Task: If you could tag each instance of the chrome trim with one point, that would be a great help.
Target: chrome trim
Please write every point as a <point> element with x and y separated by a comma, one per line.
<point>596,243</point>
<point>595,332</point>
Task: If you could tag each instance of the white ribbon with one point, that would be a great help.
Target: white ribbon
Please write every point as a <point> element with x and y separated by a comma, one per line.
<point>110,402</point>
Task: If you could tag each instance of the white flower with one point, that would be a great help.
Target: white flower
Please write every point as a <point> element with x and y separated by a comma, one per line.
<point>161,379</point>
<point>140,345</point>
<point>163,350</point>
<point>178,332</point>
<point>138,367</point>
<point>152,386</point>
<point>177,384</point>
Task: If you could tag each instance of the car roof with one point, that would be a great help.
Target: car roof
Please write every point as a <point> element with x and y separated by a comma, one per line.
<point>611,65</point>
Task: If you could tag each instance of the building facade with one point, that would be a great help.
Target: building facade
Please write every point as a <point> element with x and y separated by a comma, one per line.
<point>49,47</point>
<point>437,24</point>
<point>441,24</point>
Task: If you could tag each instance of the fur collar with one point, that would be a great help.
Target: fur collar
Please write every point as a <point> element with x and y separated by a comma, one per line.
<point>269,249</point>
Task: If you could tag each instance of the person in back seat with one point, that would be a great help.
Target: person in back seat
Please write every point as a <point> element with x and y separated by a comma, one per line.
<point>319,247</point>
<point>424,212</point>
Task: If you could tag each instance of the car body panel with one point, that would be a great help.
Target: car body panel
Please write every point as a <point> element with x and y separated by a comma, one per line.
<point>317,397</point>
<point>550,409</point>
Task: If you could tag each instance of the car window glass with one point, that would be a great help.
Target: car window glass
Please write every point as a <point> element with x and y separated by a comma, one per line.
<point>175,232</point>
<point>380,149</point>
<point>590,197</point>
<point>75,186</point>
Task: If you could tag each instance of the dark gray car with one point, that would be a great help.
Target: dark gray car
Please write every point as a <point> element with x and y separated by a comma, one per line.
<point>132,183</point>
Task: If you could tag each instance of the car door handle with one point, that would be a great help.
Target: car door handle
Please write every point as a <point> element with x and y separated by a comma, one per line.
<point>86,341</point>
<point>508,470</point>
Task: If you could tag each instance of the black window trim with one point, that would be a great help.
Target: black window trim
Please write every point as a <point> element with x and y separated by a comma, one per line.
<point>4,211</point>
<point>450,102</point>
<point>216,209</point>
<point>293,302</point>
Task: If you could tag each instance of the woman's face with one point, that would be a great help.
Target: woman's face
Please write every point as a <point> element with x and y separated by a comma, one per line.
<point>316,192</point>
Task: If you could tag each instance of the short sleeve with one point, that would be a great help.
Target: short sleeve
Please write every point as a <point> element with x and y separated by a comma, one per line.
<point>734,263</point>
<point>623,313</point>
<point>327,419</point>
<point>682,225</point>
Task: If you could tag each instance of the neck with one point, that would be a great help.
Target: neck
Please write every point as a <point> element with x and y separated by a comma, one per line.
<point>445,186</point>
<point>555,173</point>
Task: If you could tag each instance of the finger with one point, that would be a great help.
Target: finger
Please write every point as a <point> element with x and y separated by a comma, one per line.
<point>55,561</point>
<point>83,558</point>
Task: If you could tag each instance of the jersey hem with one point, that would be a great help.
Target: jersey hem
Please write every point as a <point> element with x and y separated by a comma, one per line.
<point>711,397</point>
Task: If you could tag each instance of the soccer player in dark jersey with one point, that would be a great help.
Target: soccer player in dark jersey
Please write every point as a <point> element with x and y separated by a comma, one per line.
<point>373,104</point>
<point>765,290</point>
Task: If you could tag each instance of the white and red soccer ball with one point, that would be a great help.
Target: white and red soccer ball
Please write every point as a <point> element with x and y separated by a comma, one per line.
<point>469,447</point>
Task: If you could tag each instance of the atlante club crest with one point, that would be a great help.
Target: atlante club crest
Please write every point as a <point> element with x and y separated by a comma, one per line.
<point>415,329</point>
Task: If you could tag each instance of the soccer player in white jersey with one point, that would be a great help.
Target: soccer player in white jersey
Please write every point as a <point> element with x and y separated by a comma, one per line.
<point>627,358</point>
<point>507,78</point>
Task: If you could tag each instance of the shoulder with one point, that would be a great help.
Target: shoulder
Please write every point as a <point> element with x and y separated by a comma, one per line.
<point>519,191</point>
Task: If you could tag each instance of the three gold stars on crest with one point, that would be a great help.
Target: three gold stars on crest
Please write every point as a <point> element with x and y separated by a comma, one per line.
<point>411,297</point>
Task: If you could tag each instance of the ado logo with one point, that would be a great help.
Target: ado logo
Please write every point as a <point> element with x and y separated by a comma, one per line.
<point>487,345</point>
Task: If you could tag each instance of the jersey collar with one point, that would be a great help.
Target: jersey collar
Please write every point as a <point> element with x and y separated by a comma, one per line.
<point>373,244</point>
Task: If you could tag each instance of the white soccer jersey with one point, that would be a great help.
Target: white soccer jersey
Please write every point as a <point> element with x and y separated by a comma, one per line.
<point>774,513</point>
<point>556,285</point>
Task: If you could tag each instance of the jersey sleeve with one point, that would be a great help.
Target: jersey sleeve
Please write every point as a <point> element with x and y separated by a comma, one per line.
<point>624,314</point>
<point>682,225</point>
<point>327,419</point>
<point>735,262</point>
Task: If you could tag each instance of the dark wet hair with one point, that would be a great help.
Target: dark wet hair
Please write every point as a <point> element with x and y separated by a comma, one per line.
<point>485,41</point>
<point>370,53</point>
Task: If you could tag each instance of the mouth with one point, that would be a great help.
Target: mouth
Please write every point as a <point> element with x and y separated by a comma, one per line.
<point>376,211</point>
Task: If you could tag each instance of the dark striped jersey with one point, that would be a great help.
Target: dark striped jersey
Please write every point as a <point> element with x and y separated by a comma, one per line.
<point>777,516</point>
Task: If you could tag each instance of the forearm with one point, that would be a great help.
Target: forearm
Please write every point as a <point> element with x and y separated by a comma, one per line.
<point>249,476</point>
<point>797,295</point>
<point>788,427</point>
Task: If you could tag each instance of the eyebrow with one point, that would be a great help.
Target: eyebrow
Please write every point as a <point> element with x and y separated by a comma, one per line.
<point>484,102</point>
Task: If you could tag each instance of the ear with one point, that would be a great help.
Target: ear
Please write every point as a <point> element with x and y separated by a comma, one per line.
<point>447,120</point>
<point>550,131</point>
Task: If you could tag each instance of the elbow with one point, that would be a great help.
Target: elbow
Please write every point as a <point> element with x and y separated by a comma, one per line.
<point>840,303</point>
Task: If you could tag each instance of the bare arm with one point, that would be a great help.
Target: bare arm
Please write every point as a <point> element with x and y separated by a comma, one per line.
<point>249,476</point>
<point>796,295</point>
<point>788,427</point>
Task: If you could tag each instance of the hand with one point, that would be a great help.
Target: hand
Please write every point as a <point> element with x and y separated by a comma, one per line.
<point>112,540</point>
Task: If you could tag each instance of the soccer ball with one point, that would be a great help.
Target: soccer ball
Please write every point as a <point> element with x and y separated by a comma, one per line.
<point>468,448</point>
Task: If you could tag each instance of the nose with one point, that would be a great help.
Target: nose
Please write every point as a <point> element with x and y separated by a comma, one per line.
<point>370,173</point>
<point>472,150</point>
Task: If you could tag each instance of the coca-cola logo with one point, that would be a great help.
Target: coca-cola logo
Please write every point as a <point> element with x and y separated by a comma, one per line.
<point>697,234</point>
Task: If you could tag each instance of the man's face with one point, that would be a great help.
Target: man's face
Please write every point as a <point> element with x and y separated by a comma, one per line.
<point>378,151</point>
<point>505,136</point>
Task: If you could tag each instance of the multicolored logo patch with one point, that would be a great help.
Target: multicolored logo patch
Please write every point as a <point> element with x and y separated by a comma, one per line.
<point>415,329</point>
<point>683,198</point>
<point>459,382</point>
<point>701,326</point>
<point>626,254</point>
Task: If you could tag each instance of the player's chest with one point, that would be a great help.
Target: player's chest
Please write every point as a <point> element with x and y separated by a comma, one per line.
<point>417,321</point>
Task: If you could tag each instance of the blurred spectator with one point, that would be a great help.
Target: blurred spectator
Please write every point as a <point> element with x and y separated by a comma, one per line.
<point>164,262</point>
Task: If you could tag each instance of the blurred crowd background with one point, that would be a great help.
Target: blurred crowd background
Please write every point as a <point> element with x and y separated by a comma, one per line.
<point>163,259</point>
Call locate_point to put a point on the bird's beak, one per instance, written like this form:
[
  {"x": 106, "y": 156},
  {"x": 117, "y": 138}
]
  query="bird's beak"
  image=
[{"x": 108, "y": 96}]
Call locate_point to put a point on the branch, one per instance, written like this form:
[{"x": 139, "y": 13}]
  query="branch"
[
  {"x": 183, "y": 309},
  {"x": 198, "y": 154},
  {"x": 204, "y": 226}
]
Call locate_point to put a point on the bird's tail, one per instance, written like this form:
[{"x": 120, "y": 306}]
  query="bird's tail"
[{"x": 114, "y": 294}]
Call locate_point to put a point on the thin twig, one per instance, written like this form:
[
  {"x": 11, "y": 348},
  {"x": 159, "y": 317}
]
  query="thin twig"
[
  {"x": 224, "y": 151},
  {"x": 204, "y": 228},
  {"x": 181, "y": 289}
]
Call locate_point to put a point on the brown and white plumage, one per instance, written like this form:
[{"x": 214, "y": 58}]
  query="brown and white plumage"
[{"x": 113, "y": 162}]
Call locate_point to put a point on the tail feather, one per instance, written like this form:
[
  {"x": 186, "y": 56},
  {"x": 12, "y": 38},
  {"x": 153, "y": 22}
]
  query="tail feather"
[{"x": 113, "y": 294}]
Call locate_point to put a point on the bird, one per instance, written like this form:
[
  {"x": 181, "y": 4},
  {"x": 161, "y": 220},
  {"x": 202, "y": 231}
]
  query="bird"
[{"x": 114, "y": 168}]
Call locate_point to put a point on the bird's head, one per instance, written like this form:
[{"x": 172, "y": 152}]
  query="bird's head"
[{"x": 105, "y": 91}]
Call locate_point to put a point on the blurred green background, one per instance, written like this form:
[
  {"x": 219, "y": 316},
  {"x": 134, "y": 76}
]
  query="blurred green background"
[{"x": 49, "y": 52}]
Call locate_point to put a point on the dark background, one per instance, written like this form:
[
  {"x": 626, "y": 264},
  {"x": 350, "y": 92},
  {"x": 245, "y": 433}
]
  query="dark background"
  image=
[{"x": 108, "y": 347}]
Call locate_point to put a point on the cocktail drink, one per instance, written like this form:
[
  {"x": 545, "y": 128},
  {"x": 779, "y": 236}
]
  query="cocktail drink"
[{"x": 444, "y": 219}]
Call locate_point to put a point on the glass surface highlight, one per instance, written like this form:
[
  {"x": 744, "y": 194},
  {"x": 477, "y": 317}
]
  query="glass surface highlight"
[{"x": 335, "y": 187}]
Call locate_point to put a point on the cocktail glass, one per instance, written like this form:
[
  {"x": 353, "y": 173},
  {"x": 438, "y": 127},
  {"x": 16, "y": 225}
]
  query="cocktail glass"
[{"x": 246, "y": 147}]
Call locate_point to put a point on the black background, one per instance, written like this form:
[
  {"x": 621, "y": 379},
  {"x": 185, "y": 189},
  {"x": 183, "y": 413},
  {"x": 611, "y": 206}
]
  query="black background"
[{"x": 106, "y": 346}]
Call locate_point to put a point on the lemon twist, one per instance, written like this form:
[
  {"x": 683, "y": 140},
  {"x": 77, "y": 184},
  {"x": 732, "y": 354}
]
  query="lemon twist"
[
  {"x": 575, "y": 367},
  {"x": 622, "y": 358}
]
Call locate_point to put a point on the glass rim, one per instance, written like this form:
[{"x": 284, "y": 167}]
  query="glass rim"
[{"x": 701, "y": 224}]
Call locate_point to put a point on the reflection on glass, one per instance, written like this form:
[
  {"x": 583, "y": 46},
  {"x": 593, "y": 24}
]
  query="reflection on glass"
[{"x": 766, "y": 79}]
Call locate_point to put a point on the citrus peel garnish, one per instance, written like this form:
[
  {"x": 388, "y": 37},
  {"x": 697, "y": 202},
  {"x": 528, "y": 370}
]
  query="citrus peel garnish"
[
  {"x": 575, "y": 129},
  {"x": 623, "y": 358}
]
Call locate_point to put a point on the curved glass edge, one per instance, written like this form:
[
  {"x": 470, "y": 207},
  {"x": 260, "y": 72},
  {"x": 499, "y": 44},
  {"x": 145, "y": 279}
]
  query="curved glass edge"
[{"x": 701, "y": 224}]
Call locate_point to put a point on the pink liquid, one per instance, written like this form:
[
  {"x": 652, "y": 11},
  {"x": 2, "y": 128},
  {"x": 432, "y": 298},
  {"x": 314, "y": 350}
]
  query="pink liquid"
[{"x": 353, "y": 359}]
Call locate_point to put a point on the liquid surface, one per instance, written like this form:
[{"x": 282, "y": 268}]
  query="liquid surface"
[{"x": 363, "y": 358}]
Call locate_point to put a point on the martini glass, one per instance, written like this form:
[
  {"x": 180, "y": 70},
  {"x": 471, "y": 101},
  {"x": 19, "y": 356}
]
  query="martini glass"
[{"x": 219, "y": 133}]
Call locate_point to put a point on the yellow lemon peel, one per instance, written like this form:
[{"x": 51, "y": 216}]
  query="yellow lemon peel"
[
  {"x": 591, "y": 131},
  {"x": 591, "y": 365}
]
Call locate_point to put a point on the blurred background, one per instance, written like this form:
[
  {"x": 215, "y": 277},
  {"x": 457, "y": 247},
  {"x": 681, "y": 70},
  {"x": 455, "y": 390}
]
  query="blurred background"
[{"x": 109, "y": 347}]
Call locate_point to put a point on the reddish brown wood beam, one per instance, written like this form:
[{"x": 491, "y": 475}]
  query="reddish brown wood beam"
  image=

=-=-=

Required task: Transcribe the items above without any change, from the line containing "Task: If you could tag each instance of the forearm" through the line containing "<point>840,303</point>", with both of those lines included.

Solved problem:
Task: If you could tag each instance of the forearm with one point, that would be a great help.
Target: forearm
Please write every point as a <point> element with x and y separated by a comma, one per line.
<point>249,476</point>
<point>797,295</point>
<point>788,427</point>
Task: If you could tag each instance of the eyebrow with one point, that would be a great help.
Target: eyebrow
Please write every point as a <point> element with x and y separated by a comma, one per line.
<point>484,102</point>
Task: If you could tag each instance of the ear with one point, that would be a great help.
Target: ear
Please write every point as a <point> element with x and y separated by a comma, one per line.
<point>447,120</point>
<point>550,131</point>
Task: If you could tag each instance of the elbow with one point, that would be a great help.
Target: elbow
Please write every point as a <point> element with x and y separated by a comma, one per line.
<point>840,303</point>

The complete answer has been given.